Gavin from Reef visited to inspect the MG and to agree details for the respray. The bad news is that his schedule means we have to put the respray back until the first week of January, not mid December as I was planning. The good news is that gives me a bit longer for some final preparation. First job is to remove the wiring loom. Gavin advised this because no matter how well you protect the loom, there is always dust that gets into the connections and there is a danger this may affect systems during the rebuild. The advantage of removing the loom is that you can inspect it and deal with any defects in the garage before refitting. Second job is to remove the front wings. This is to ensure there are no nasty surprises under them (e.g. rust) and also to make it easier for panel removal at the spray shop. Anything to make the job easier is to my advantage, especially as I have asked Gavin for the sand-blasting company to blast a few loose components at the same time. The wings are bolted on, so removal is relatively simple, although I can expect some fun and games with the odd rusty one I am sure. Before I had the car, repairs were made to the front wings, so they have come off relatively recently (in the last five years or so), its not as if we are going back to production in 1974! That’s the main jobs, I also need to arrange transport, order a front valance and do any final tidying up of sheared bolts and so on.
Gavin was really positive as always and it is exciting to now have a date to work to for the respray.
Today I rolled the MG out onto the drive and loosened a couple of bolts, one of which clipped the loom to the under-dash and the other which was an earth for something or other. I didn’t really have much time, but I had a good look where the loom from under the bonnet enters the car through the firewall – there is an intact grommet which I will have to remove and I have heard that its a tight fit to feed the cables through, just a matter of being patient I think.

# # # #

Problem statement: Extend the MG respray preparation text past its final sentence about feeding the loom through the firewall grommet. The lines that come next are a separate set of material and have no connection to the MG restoration text.

# # # #

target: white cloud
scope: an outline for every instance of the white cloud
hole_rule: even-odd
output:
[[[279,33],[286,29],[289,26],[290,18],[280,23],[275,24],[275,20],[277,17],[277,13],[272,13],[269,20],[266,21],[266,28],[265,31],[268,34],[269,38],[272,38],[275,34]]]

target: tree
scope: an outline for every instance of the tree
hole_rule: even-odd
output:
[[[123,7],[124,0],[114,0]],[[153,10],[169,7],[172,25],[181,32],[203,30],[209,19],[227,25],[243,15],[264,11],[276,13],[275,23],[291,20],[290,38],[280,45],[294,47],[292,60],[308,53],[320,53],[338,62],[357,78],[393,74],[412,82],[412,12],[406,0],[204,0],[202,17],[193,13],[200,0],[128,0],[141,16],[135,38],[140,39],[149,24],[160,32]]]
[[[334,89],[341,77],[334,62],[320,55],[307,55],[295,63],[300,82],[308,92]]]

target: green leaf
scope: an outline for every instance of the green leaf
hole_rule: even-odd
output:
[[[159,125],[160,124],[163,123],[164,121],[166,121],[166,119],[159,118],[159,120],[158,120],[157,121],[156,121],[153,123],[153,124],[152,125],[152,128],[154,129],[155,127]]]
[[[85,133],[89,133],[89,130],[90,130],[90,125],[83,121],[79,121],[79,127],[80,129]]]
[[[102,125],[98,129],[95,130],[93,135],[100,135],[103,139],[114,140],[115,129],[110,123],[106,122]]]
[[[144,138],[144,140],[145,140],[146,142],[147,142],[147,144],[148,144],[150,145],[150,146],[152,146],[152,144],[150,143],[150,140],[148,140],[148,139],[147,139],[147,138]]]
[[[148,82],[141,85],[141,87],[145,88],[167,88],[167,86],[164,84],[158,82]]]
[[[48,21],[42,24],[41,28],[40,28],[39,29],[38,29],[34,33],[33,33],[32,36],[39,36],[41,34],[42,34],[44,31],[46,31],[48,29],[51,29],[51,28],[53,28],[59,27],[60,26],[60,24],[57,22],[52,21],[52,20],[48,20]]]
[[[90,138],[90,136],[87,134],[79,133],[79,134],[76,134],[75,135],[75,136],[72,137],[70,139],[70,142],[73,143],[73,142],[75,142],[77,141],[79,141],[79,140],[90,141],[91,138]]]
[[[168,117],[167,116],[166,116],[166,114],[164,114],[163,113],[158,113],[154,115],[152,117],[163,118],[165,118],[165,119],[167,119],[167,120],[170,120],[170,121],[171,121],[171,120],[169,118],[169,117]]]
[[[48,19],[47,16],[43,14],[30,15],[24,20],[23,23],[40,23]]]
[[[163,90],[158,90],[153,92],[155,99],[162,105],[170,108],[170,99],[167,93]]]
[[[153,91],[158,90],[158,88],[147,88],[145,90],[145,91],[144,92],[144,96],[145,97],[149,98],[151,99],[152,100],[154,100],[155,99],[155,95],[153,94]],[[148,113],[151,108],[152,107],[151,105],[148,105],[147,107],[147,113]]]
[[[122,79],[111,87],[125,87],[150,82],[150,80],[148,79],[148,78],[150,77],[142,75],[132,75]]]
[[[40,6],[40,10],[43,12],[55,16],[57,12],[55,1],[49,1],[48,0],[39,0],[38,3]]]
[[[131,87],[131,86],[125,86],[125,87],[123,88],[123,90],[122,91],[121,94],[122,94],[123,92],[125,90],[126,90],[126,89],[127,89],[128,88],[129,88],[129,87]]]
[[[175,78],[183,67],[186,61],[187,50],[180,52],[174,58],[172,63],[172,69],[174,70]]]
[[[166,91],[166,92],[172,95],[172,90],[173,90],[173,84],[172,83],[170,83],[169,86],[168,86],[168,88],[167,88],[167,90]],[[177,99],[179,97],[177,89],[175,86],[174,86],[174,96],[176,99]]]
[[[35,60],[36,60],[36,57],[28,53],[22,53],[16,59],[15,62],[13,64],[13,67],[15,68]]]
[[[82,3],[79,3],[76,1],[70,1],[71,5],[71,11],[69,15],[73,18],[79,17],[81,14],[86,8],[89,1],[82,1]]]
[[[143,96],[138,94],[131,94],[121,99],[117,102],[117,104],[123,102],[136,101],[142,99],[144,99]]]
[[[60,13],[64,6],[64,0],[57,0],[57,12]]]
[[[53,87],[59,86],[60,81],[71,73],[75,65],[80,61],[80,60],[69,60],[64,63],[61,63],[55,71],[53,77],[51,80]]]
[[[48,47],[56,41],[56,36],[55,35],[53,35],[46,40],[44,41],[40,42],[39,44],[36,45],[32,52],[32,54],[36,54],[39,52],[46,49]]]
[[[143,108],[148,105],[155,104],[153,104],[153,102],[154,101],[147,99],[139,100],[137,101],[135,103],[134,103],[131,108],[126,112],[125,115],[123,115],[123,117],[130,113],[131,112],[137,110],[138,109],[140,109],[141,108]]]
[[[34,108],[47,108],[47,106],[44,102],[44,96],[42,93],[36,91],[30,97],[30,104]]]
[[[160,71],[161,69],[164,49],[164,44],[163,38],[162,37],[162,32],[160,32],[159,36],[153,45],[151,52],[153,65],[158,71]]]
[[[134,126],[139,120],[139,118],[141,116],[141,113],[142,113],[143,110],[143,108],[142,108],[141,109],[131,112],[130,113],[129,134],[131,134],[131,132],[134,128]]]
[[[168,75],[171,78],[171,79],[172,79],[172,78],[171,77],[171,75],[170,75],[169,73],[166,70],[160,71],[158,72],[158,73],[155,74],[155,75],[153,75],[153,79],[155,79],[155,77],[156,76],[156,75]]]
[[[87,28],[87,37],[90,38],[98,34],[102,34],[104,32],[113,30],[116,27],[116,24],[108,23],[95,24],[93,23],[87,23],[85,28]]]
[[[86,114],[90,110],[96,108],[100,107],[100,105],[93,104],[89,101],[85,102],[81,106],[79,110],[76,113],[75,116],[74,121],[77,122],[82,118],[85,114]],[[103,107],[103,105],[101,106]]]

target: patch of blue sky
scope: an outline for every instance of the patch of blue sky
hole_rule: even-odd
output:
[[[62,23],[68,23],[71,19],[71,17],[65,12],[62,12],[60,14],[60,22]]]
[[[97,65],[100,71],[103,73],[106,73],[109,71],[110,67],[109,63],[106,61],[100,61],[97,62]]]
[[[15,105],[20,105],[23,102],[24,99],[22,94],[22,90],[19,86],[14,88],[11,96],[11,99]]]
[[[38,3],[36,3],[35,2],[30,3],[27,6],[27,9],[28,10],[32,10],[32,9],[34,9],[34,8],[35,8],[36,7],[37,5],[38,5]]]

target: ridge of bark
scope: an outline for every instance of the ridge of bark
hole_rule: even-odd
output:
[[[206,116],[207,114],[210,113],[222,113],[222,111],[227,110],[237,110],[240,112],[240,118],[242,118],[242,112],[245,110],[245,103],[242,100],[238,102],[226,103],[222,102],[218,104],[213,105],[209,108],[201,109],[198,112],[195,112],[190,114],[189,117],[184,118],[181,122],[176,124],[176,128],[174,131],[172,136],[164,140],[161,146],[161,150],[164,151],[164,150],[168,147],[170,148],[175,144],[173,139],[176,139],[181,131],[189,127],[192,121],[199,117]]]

# # # #

Response to the exercise:
I also took the Suzuki Cappuccino out for a spin. The Cappuccino is stored under a cover for the winter, but as it was a dry day and with recent rain meaning any salt had been washed from the road, I took the opportunity to exercise the car and check everything was okay. The Cappo started first time, as usual, with a little more screeching from the pulleys which is normal when it has been left inactive. The rear brakes stuck on a little, but otherwise she warmed up nicely and drove fine. The disks had some rust but this cleared with a couple of pushes of the brake and otherwise everything was working. It was really good fun to have half an hour in the Cappo, it’s such a nice car to drive with great handling at moderate speeds, light and direct steering and that revvy little three-pot engine singing away up front. I filled up with fuel as I have heard this can prevent corrosion in the fuel tank and then put her back to bed again under her cover after a cooling down period.